== SUPPLIED RECORDS ==
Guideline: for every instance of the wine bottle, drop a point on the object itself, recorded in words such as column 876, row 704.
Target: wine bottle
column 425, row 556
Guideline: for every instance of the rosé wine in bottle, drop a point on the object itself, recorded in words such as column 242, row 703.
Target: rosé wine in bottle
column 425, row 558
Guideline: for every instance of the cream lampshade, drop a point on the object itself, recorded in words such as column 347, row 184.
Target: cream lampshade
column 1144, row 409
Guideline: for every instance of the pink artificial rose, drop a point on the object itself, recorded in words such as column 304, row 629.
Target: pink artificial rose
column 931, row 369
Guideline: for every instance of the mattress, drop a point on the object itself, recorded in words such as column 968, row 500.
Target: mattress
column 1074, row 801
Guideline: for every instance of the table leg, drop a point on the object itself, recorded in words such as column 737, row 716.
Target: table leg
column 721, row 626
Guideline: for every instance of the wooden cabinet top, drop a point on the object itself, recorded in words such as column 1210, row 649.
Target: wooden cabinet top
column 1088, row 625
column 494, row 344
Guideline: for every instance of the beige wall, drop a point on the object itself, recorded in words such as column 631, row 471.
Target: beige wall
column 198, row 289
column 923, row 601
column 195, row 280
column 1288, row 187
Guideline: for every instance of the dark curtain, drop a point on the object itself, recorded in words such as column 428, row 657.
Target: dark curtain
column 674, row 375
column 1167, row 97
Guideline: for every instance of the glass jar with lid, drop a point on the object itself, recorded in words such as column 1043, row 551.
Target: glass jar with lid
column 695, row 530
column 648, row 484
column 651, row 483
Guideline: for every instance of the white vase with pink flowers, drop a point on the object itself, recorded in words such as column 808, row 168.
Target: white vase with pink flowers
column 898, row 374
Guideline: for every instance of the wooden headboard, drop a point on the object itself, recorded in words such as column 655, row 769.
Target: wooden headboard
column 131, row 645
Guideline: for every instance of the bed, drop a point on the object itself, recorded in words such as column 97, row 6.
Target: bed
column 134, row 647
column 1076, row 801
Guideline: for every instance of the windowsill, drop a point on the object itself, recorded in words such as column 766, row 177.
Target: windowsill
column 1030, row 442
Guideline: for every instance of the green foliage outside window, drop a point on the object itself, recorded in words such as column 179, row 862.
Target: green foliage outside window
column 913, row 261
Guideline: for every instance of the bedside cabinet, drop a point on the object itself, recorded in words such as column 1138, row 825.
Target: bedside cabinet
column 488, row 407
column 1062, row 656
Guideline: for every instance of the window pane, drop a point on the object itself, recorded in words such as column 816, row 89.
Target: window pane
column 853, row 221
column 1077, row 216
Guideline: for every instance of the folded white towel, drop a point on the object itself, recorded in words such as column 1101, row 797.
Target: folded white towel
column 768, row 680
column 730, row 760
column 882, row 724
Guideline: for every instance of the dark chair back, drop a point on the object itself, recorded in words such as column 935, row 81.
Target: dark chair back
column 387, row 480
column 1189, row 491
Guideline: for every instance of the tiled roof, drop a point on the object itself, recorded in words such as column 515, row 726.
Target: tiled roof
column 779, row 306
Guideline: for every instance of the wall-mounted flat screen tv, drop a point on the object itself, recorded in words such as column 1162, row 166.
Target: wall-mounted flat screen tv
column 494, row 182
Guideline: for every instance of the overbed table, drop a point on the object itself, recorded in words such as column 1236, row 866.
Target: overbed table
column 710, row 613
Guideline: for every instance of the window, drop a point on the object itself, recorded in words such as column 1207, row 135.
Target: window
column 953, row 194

== TASK TO CARRY OUT ==
The whole of the data is to be copied out word for word.

== RESULT OF THIS TASK ==
Guideline: for every instance of the wine bottle, drop a point on the object itself, recorded in words such as column 876, row 704.
Target: wine bottle
column 425, row 556
Guideline: for every instance of the rosé wine in bottle, drop a point on the object itself, recorded in words such as column 242, row 703.
Target: rosé wine in bottle
column 425, row 558
Guideline: for every instance of the cream lampshade, drop a point on the object itself, recorded in words such as column 347, row 184.
Target: cream lampshade
column 1144, row 409
Guideline: for every instance of the pink artificial rose, drop a point on the object itself, recorded in words such as column 304, row 629.
Target: pink artificial rose
column 931, row 369
Guideline: for every instance of the mattress, drop a point on the object itself, recorded in words such as column 968, row 500.
Target: mattress
column 1074, row 801
Guideline: for every instance of the table leg, drop a point on the object itself, recorded in words such as column 737, row 716.
Target: table leg
column 721, row 626
Guideline: for every instance of the wooden cabinet top, drop a point on the object itself, recorded in words such as column 1210, row 649.
Target: wooden cabinet top
column 1088, row 625
column 494, row 344
Guideline: for every instance of the beige wall, drop a point on the object itself, recorded in words such as column 631, row 471.
Target: beige wall
column 198, row 289
column 923, row 601
column 195, row 280
column 1288, row 187
Guideline: for every instance of the dark curtain, drop a point on the object itself, recorded in words such as column 428, row 657.
Target: dark curtain
column 674, row 375
column 1167, row 97
Guideline: for every instance of the glass jar with lid, drop a point on the object itself, recorded in words such as column 1043, row 551.
Target: glass jar with lid
column 695, row 530
column 648, row 484
column 651, row 483
Guideline: for every instance of the white vase with pink flowers, drop a point on the object itself, recorded in words such as column 808, row 168.
Target: white vase with pink flowers
column 898, row 374
Guideline: for every instance of the wooden headboard, drop a point on the object itself, recorded in words such as column 655, row 769.
Target: wooden headboard
column 131, row 645
Guideline: for every instance of the bed, drop a point on the object itself, recorded in words such as column 97, row 6.
Target: bed
column 134, row 647
column 1076, row 801
Guideline: for every instance of the windowsill, drop a point on the object itself, recorded in words such as column 766, row 177.
Target: windowsill
column 1030, row 442
Guideline: for every instance of the green foliage outside window, drop a point on the object itself, recorded in words such as column 179, row 862.
Target: green foliage outside window
column 913, row 261
Guideline: for every instance of the bedside cabinet, drop a point on the object itself, recorded in words such as column 1138, row 825.
Target: bedside cabinet
column 488, row 407
column 1062, row 656
Guideline: for every instance of the window pane, drop a point on the object itself, recorded in words such as column 816, row 89.
Target: window pane
column 853, row 221
column 1077, row 216
Guideline: for every instance of the folded white towel, drop a point on the object itself, recorded in words such as column 1101, row 797.
Target: folded white towel
column 768, row 680
column 730, row 760
column 882, row 724
Guideline: for every instance of the dark chair back, drop a point on the object itself, recorded in words such as column 935, row 81.
Target: dark chair back
column 387, row 480
column 1189, row 491
Guideline: for every instance of the tiled roof, drop a point on the object itself, recorded in words such as column 515, row 726.
Target: tiled roof
column 779, row 306
Guideline: for every instance of the wall-mounted flat screen tv, drop a point on the object itself, recorded in words such as column 1162, row 166.
Target: wall-mounted flat screen tv
column 494, row 182
Guideline: for every instance of the overbed table, drop a point on the object itself, recorded in words such as column 1236, row 866.
Target: overbed table
column 710, row 613
Guideline: for every instance of the window, drop a point on the object itself, recorded in words such as column 1207, row 135.
Target: window
column 953, row 194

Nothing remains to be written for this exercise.